SET EXERCISE
Every entry must be copied word for word.

MATERIAL SHOWN
====================
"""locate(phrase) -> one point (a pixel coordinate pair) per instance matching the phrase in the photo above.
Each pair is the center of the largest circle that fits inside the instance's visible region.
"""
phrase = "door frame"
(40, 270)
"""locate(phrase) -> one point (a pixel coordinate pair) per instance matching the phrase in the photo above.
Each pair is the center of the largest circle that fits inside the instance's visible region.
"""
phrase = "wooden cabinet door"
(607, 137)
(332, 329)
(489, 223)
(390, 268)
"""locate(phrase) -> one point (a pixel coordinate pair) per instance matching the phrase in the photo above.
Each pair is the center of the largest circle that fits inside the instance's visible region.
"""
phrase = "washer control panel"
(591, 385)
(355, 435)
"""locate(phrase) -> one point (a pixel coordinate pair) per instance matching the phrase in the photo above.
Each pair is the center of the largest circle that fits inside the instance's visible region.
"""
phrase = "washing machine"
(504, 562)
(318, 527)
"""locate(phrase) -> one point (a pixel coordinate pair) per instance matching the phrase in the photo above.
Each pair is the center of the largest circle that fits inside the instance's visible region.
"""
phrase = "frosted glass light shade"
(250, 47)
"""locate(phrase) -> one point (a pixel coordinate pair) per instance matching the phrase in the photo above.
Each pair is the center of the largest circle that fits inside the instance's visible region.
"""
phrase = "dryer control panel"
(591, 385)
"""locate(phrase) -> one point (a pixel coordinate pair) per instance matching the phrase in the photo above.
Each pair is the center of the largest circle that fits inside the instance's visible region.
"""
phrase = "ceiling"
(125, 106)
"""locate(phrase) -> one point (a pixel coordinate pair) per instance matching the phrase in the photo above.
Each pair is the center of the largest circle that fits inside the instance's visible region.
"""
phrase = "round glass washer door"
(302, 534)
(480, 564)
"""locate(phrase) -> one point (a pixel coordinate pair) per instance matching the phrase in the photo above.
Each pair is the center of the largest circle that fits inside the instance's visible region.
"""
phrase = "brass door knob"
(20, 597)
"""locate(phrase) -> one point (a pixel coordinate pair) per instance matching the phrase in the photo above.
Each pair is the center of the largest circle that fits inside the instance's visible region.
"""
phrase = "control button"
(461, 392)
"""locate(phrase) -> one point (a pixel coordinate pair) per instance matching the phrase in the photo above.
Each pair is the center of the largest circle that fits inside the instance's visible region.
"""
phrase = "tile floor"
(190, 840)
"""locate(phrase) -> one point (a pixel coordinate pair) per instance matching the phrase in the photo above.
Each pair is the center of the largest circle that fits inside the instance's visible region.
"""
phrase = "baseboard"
====================
FINISHED ANSWER
"""locate(phrase) -> one point (a pixel coordinate pair) per instance matching the phrase in the photo above.
Each pair is the center of the largest circle that fits inside the instance's visible region.
"""
phrase = "door frame"
(40, 270)
"""locate(phrase) -> one point (a pixel coordinate pair) per instance matching the phrase in the photo above.
Each pair is the center of the largest circle that fits inside the instance's visible region.
"""
phrase = "wooden cabinet door"
(607, 137)
(332, 329)
(489, 223)
(390, 268)
"""locate(phrase) -> one point (a pixel coordinate pair) per instance matching the phrase in the photo above.
Each pair is the center of the largest circle that fits inside the instance's visible region.
"""
phrase = "washer control panel"
(591, 385)
(355, 435)
"""locate(phrase) -> one point (a pixel coordinate pair) per instance matching the phrase in the photo above.
Each pair is the center of the largest circle that fits inside the instance's visible region.
"""
phrase = "washing machine"
(504, 562)
(318, 527)
"""locate(phrase) -> one point (a pixel coordinate pair) per instance matching the phrase in the photo above.
Each pair is the center of the largest circle that fits inside the instance's visible region.
"""
phrase = "frosted glass light shade"
(250, 47)
"""locate(phrase) -> one point (a pixel coordinate pair) per instance matching the phrase in the photo above.
Each pair is the center of the largest circle that fits inside the instance's visible region.
"""
phrase = "dryer control panel"
(591, 385)
"""locate(phrase) -> one point (a pixel coordinate pair) per instance matching the phrase in the photo above.
Each pair is the center of the largest circle that fits inside the instance's visible region.
"""
phrase = "ceiling"
(125, 106)
"""locate(phrase) -> one point (a pixel coordinate pair) per instance matching the phrase in the photo above.
Each pair is the center of the largest circle that fits inside the instance's visible region.
"""
phrase = "round glass washer door"
(302, 534)
(480, 564)
"""locate(phrase) -> one point (a pixel coordinate pair) per instance matching the phrase in the photo above.
Each pair is the center of the largest circle that fits inside the instance's visible region.
"""
phrase = "brass door knob"
(20, 597)
"""locate(phrase) -> one point (a pixel coordinate pair) per instance matching the phrase in the photo above.
Each pair is the center of the largest circle that fits inside the instance's visible region.
"""
phrase = "control button"
(461, 392)
"""locate(phrase) -> one point (a pixel coordinate pair) per instance matching the phrase in the photo above.
Each pair is the center of the largest circle that fits inside the instance's visible region.
"""
phrase = "tile floor"
(190, 840)
"""locate(phrase) -> one point (a pixel coordinate pair) per instance matching the phrase in the photo above.
Each pair is the center of the largest circle that fits inside the instance's visible region.
"""
phrase = "baseboard"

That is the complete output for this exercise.